Items that point to named objects
----------
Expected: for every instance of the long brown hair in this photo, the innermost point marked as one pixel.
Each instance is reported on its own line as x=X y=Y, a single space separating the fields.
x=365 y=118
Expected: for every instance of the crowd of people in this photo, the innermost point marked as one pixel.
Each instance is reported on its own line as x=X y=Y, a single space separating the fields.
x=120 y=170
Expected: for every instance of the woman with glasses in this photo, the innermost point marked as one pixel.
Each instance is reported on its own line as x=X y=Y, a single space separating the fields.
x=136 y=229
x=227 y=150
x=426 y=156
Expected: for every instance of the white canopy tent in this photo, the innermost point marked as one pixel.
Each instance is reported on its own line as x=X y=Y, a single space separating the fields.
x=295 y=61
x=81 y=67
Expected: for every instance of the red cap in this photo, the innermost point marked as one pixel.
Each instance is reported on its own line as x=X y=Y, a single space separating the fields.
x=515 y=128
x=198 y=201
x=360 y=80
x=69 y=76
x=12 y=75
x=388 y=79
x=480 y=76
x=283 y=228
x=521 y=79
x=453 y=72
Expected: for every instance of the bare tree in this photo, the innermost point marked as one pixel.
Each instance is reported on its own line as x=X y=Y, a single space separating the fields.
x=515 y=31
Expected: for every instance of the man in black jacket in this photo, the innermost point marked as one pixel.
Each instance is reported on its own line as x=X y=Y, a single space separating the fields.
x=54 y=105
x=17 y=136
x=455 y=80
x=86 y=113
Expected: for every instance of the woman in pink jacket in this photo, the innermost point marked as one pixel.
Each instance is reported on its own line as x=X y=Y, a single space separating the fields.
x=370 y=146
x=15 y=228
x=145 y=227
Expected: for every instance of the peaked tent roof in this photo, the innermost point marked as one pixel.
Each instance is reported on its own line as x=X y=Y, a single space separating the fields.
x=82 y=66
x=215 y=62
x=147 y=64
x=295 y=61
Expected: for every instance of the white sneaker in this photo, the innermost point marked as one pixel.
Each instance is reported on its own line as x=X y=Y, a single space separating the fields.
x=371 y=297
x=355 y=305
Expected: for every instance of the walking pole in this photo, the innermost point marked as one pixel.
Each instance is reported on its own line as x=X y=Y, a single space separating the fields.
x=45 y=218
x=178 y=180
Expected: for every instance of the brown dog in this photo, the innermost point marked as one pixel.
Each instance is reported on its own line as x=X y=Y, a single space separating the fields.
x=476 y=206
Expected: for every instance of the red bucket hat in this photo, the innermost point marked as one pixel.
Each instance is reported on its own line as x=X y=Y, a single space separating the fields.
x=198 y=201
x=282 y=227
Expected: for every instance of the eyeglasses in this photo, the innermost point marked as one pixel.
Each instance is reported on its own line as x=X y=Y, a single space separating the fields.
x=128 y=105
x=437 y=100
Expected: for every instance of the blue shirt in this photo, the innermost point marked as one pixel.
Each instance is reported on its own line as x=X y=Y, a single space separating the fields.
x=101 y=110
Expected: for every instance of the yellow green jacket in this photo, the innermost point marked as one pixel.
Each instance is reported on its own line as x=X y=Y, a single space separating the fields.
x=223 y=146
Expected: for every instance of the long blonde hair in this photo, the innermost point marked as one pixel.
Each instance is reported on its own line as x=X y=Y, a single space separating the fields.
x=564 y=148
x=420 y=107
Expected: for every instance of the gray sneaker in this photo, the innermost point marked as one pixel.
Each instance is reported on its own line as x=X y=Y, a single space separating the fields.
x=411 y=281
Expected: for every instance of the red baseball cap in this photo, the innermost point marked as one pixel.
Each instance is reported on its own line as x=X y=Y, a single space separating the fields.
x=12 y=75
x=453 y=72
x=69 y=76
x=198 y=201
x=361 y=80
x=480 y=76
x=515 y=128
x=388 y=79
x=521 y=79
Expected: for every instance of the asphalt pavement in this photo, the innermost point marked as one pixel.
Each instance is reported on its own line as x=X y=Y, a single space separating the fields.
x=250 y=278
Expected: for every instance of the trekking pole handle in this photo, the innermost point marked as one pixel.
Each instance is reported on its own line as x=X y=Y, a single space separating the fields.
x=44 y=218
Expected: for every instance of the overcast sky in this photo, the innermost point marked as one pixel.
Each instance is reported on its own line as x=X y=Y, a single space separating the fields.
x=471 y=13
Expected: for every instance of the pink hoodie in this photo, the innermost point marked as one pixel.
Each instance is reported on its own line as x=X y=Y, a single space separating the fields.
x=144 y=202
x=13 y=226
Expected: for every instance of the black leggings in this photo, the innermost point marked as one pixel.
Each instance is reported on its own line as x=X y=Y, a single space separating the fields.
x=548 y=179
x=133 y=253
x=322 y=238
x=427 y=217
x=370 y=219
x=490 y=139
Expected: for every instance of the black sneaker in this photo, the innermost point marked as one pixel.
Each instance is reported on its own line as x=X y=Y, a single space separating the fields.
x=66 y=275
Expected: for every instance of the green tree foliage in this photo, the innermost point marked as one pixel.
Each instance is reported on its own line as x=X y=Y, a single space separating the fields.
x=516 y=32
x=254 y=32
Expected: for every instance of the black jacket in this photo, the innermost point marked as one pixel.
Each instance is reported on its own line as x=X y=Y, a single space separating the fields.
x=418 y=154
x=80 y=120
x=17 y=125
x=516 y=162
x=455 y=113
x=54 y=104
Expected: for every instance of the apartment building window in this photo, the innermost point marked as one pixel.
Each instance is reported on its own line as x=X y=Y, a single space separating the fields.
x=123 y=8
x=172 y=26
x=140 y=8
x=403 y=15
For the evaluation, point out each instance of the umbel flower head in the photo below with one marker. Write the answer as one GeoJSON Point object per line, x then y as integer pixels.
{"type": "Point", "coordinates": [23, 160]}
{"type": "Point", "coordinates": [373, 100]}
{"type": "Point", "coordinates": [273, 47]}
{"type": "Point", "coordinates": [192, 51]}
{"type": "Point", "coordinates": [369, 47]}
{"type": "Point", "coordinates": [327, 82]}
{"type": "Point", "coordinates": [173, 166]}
----------
Turn every line of the items above into a numbered list, omitting any blank lines.

## RESULT FOR THIS TASK
1. Expected: for every instance of the long brown hair in this photo, the innermost point marked as one pixel.
2. Each instance is reported on its own line as x=X y=Y, a single space separating the fields.
3. x=365 y=118
4. Expected: for every instance of the crowd of people in this photo, the innermost point marked as one pixel.
5. Each instance is reported on its own line as x=X y=Y, a single space separating the fields.
6. x=120 y=170
7. Expected: for every instance of the woman with glasses in this photo, the innermost point marked as one pixel.
8. Each instance is reported on its own line as x=X y=Y, a single space separating the fields.
9. x=136 y=229
10. x=227 y=150
11. x=426 y=156
12. Expected: for every instance of the white canopy tent in this photo, the innermost point marked as one pixel.
13. Each instance is reported on its own line as x=X y=Y, a single space separating the fields.
14. x=295 y=61
15. x=81 y=67
16. Expected: for every instance of the red cap in this photo, the innermost point marked as one pixel.
17. Each instance is reported on its own line as x=X y=Y, a single space separating the fields.
18. x=515 y=128
19. x=198 y=201
20. x=360 y=80
21. x=69 y=76
22. x=12 y=75
23. x=388 y=79
24. x=480 y=76
25. x=283 y=228
26. x=521 y=79
27. x=453 y=72
28. Expected: for every instance of the bare tree in this photo, the innermost point marked as one pixel.
29. Each instance is reported on its own line as x=X y=Y, a single space separating the fields.
30. x=515 y=31
31. Expected: for every instance of the man in black jacket in this photo, the innermost point marked as one pixel.
32. Each instance is reported on its own line as x=X y=Y, a single space separating the fields.
33. x=54 y=105
34. x=17 y=136
35. x=455 y=80
36. x=86 y=113
37. Expected: for every instance of the woman in pink jacket in this photo, the innermost point marked as one pixel.
38. Each instance is reported on its own line as x=X y=Y, a single space separating the fields.
39. x=370 y=146
40. x=15 y=228
41. x=145 y=227
42. Expected: for every instance of the peaked tent roof in this photo, the innermost point marked as one pixel.
43. Each instance is reported on its own line as x=X y=Y, a single space separating the fields.
44. x=82 y=66
45. x=215 y=62
46. x=147 y=64
47. x=295 y=61
48. Expected: for every instance of the white sneaker in this photo, the innermost point marked as one pixel.
49. Each instance is reported on its own line as x=X y=Y, a single space separating the fields.
50. x=371 y=297
51. x=355 y=305
52. Expected: for every instance of the walking pole in this photo, the innermost point marked as one pixel.
53. Each instance is reported on its own line as x=X y=Y, a single space separating the fields.
54. x=45 y=218
55. x=178 y=180
56. Expected: for every instance of the brown dog in this photo, the innermost point marked as one pixel.
57. Each instance is reported on its own line as x=X y=Y, a single space separating the fields.
58. x=476 y=206
59. Expected: for every instance of the red bucket hat in this photo, the innermost point marked as one pixel.
60. Each instance is reported on its own line as x=X y=Y, a single space separating the fields.
61. x=198 y=201
62. x=282 y=227
63. Expected: for every instance of the eyeglasses in this photo, the innermost point marked as one pixel.
64. Each instance is reported on its own line as x=X y=Y, a single space separating the fields.
65. x=128 y=105
66. x=437 y=100
67. Expected: for every instance of the blue shirt in this photo, the innermost point marked as one pixel.
68. Each instance is reported on its own line as x=X y=Y, a single space separating the fields.
69. x=101 y=110
70. Expected: for every instance of the yellow green jacket in this photo, the innermost point marked as one pixel.
71. Each instance is reported on its own line as x=X y=Y, a single space separating the fields.
72. x=223 y=146
73. Expected: for every instance of the long blonde hair in this photo, the innermost point marked as one pixel.
74. Each instance is reported on its own line as x=X y=Y, a single space separating the fields.
75. x=564 y=148
76. x=420 y=107
77. Expected: for every instance of the gray sneaker in this photo, the innermost point marked as one pixel.
78. Each instance is reported on its own line as x=X y=Y, a single space separating the fields.
79. x=411 y=281
80. Expected: for every instance of the red baseball cap in this photo, the innermost point marked as one pixel.
81. Each instance is reported on its own line as x=X y=Y, a single space separating the fields.
82. x=12 y=75
83. x=453 y=72
84. x=69 y=76
85. x=198 y=201
86. x=361 y=80
87. x=480 y=76
88. x=515 y=128
89. x=388 y=79
90. x=521 y=79
91. Expected: for every instance of the asphalt pavement in this photo, the innermost point marked as one pixel.
92. Each instance is reported on its own line as x=X y=Y, a single space separating the fields.
93. x=250 y=278
94. Expected: for every instance of the trekking pole handle in this photo, the innermost point marked as one pixel.
95. Each instance is reported on its own line as x=X y=Y, a single space separating the fields.
96. x=44 y=218
97. Expected: for every instance of the overcast sky in this photo, the innermost point marked as one pixel.
98. Each instance is reported on its own line as x=X y=Y, a single space separating the fields.
99. x=471 y=13
100. Expected: for every instance of the pink hoodie in this photo, the innermost point marked as one pixel.
101. Each instance is reported on its own line as x=X y=Y, a single space separating the fields.
102. x=144 y=202
103. x=13 y=226
104. Expected: for every instance of the black leggings in this photo, the innermost point marked as one pixel.
105. Each instance is reported on its own line as x=X y=Y, a single space separating the fields.
106. x=548 y=179
107. x=133 y=253
108. x=322 y=238
109. x=427 y=217
110. x=370 y=219
111. x=490 y=139
112. Expected: for every instance of the black sneaker in this photo, the innermost point marked as one pixel.
113. Each instance is reported on its own line as x=X y=Y, a single space separating the fields.
114. x=66 y=275
115. Expected: for every instance of the green tree foliage in this photo, the innermost point marked as one pixel.
116. Each instance is reported on its own line as x=X y=Y, a single space separating the fields.
117. x=516 y=32
118. x=254 y=32
119. Expected: for every instance of the black jacket in this photo, the innermost point marked as one pixel.
120. Each instance is reported on its own line as x=X y=Y, a single space separating the fields.
121. x=418 y=154
122. x=80 y=120
123. x=17 y=125
124. x=516 y=162
125. x=455 y=113
126. x=54 y=104
127. Expected: for every instance of the apartment building window in this photo, the innermost point marked as one pixel.
128. Each instance is reported on its own line as x=X y=Y, a single space separating the fields.
129. x=123 y=8
130. x=172 y=26
131. x=140 y=8
132. x=403 y=15
133. For the evaluation, point out each instance of the umbel flower head in the photo below with one marker. Write the answer as one GeoJSON Point object per line, x then y as integer pixels.
134. {"type": "Point", "coordinates": [23, 160]}
135. {"type": "Point", "coordinates": [373, 100]}
136. {"type": "Point", "coordinates": [273, 47]}
137. {"type": "Point", "coordinates": [192, 51]}
138. {"type": "Point", "coordinates": [369, 47]}
139. {"type": "Point", "coordinates": [327, 82]}
140. {"type": "Point", "coordinates": [173, 166]}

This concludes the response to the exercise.